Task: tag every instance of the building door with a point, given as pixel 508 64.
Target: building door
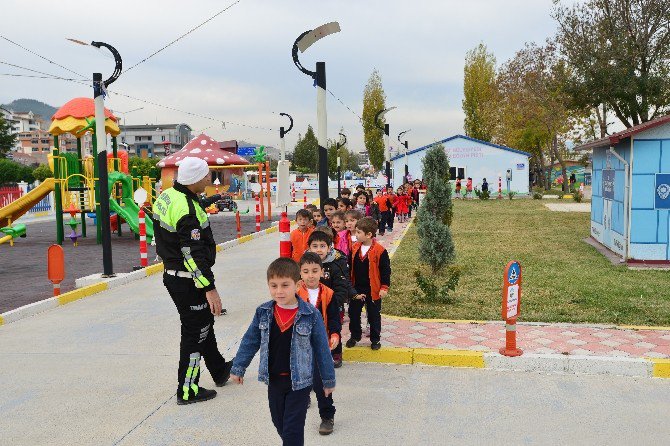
pixel 607 223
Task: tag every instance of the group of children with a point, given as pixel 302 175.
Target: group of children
pixel 336 261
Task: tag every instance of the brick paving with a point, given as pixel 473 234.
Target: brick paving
pixel 559 338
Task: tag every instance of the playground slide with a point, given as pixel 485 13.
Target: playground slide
pixel 130 209
pixel 19 207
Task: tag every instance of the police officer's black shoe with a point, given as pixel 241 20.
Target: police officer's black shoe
pixel 203 395
pixel 225 375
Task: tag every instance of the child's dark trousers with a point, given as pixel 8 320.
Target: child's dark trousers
pixel 288 409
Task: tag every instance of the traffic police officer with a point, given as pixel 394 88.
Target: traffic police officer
pixel 185 242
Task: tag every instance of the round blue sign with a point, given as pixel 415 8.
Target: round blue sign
pixel 514 273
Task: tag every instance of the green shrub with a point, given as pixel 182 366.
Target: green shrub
pixel 42 172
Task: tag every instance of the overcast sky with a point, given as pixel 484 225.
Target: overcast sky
pixel 238 67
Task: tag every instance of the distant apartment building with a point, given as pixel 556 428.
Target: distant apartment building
pixel 154 140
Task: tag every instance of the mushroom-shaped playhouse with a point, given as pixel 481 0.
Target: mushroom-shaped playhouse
pixel 224 164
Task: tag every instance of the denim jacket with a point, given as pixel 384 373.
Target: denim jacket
pixel 309 345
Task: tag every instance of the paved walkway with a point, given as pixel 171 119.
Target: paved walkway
pixel 567 339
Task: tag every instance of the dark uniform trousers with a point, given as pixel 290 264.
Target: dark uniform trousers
pixel 197 334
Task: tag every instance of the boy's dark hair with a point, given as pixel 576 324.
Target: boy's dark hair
pixel 321 234
pixel 303 213
pixel 353 213
pixel 311 257
pixel 284 267
pixel 330 202
pixel 337 214
pixel 367 225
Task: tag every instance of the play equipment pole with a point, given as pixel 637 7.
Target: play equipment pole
pixel 83 184
pixel 144 261
pixel 267 181
pixel 58 199
pixel 284 236
pixel 117 167
pixel 258 213
pixel 260 193
pixel 239 224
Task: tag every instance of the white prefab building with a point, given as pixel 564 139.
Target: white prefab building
pixel 469 157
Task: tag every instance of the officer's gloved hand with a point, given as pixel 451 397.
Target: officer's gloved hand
pixel 207 201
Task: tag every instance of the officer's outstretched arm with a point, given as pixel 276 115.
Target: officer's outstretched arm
pixel 194 251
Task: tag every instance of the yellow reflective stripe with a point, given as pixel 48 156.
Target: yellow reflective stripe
pixel 200 280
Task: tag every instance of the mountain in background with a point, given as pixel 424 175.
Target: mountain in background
pixel 46 111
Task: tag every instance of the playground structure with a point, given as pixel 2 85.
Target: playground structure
pixel 76 182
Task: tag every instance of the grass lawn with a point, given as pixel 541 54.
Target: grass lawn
pixel 564 279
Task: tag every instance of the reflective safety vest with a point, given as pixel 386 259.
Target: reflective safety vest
pixel 184 239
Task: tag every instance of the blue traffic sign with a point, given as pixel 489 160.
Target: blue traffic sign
pixel 246 151
pixel 514 273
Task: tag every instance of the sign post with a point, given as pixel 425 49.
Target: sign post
pixel 511 305
pixel 56 266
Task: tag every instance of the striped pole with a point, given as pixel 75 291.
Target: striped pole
pixel 144 262
pixel 284 236
pixel 258 213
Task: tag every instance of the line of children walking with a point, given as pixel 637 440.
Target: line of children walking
pixel 302 323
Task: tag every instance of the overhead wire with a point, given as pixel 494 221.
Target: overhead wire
pixel 145 101
pixel 42 57
pixel 183 35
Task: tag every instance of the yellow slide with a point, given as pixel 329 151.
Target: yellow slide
pixel 19 207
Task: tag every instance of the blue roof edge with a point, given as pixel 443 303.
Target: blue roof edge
pixel 509 149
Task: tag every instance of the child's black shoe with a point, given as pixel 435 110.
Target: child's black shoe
pixel 327 425
pixel 203 395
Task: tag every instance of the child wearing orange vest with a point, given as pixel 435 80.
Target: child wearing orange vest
pixel 371 277
pixel 320 296
pixel 300 235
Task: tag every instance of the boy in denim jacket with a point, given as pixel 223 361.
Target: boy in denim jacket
pixel 292 340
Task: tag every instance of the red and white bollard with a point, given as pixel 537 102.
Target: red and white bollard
pixel 258 213
pixel 239 224
pixel 144 261
pixel 284 236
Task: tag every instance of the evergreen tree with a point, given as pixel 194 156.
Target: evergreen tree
pixel 374 100
pixel 7 139
pixel 436 246
pixel 305 154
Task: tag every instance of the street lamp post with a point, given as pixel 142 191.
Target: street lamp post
pixel 304 41
pixel 404 180
pixel 339 168
pixel 99 91
pixel 283 175
pixel 387 149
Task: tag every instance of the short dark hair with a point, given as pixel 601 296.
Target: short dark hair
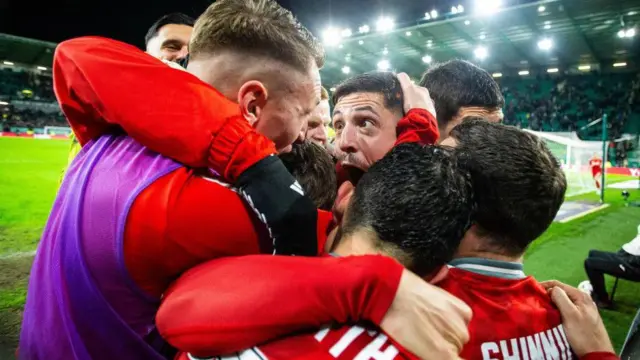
pixel 314 169
pixel 417 201
pixel 518 183
pixel 173 18
pixel 385 83
pixel 459 83
pixel 256 28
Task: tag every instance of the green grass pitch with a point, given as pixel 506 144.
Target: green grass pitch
pixel 30 170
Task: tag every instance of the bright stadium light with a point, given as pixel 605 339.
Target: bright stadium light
pixel 545 44
pixel 385 24
pixel 481 52
pixel 384 65
pixel 488 7
pixel 331 36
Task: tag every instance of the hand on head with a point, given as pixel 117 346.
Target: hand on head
pixel 426 320
pixel 580 318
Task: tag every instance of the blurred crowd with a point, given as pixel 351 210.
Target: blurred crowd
pixel 544 103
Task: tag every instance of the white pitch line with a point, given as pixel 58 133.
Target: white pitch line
pixel 18 255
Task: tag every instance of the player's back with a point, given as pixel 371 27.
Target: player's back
pixel 343 343
pixel 513 316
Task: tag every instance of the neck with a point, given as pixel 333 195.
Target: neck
pixel 354 245
pixel 487 255
pixel 474 246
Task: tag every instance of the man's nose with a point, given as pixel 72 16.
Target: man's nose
pixel 183 53
pixel 347 139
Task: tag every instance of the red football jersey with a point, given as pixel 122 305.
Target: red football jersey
pixel 344 343
pixel 512 318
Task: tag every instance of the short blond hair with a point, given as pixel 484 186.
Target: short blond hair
pixel 260 28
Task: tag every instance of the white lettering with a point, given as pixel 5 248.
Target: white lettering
pixel 374 350
pixel 566 342
pixel 320 335
pixel 504 349
pixel 535 350
pixel 346 340
pixel 523 348
pixel 549 346
pixel 560 343
pixel 488 350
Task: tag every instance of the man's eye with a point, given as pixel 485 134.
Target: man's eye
pixel 366 123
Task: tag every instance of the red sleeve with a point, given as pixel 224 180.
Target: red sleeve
pixel 182 220
pixel 600 356
pixel 102 83
pixel 230 304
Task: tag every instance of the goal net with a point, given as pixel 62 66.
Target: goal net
pixel 574 155
pixel 57 130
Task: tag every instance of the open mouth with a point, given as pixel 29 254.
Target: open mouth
pixel 354 174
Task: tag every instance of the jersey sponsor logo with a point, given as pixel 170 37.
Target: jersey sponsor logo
pixel 545 345
pixel 297 188
pixel 249 354
pixel 373 344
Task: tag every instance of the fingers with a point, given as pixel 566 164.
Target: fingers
pixel 405 82
pixel 562 301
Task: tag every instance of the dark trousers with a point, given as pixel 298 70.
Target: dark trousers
pixel 620 264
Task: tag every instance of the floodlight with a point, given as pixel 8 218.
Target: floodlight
pixel 488 7
pixel 545 44
pixel 385 24
pixel 481 52
pixel 383 65
pixel 331 36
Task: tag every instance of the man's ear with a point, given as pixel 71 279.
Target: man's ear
pixel 252 97
pixel 437 275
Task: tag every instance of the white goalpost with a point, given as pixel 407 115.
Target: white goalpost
pixel 57 130
pixel 574 155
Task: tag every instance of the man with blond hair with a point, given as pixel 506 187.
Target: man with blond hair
pixel 128 220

● ● ● ● ● ● ●

**Exercise objective**
The response should be the lines from the one containing "Task: tag every instance of the white goalpost" through the last line of the data, set down exactly and with no other line.

**Response to the exercise**
Task: tag every instance of the white goalpost with a point, given as pixel 407 115.
Target: white goalpost
pixel 57 130
pixel 574 155
Task: tag every instance of the man with blond hair with a point, given as pixel 506 187.
Target: man with blond hair
pixel 128 220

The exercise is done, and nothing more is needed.